*Article*:
We will go next to Brian Russo, Ladenburg Thalmann. Brian J. Russo - Ladenburg Thalmann & Co. Inc., Research Division: Sorry if I missed this earlier, but I got on the call just before the Q&A started. I'm just curious, the $0.11 negative driver for the retail electric customer billing credits at IPL, is that just a first -- second quarter or is that something we're going to see throughout the year?

Patricia L. Kampling

Analyst

Yes, Brian, that has to do with the $70 million credit going back to customers this year, and IPL is part of the settlement. So you'll be seeing that each quarter this year. Brian J. Russo - Ladenburg Thalmann & Co. Inc., Research Division: Okay. So roughly $0.11 each quarter or just relative to the seasonality of sales?

Patricia L. Kampling

Analyst

Yes, seasonality because it's based on kilowatt hours.

Thomas L. Hanson

Analyst

We did start this in May, Brian, and assume it's $70 million, then, for calendar year '14. Brian J. Russo - Ladenburg Thalmann & Co. Inc., Research Division: Okay. And, I assume you reaffirmed your 5% to 7% EPS CAGR?

*Extracted material*:
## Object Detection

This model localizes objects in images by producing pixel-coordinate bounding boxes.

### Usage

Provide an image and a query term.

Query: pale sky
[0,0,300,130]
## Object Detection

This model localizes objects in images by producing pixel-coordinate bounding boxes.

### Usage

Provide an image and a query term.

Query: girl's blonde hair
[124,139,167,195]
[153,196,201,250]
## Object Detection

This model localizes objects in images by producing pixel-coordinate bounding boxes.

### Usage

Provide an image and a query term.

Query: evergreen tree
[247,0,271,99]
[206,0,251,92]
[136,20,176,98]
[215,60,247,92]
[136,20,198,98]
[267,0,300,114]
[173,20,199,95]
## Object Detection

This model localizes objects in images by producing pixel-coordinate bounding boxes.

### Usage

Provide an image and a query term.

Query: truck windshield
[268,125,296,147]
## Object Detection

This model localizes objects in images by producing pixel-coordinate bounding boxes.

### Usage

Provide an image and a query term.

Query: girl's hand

*Stated problem 1*: Duplicate everything in the earnings call transcript from "We will go next" down to "seasonality of sales?", word for word.
*Stated problem 2*: Express everything from the start of the listing down to the line containing "[0,0,300,130]" as a JSON list of strings, one string per line, with both ends included and blank lines omitted.

*Complete response 1*:
We will go next to Brian Russo, Ladenburg Thalmann. Brian J. Russo - Ladenburg Thalmann & Co. Inc., Research Division: Sorry if I missed this earlier, but I got on the call just before the Q&A started. I'm just curious, the $0.11 negative driver for the retail electric customer billing credits at IPL, is that just a first -- second quarter or is that something we're going to see throughout the year?

Patricia L. Kampling

Analyst

Yes, Brian, that has to do with the $70 million credit going back to customers this year, and IPL is part of the settlement. So you'll be seeing that each quarter this year. Brian J. Russo - Ladenburg Thalmann & Co. Inc., Research Division: Okay. So roughly $0.11 each quarter or just relative to the seasonality of sales?

*Complete response 2*:
[
  "## Object Detection",
  "This model localizes objects in images by producing pixel-coordinate bounding boxes.",
  "### Usage",
  "Provide an image and a query term.",
  "Query: pale sky",
  "[0,0,300,130]"
]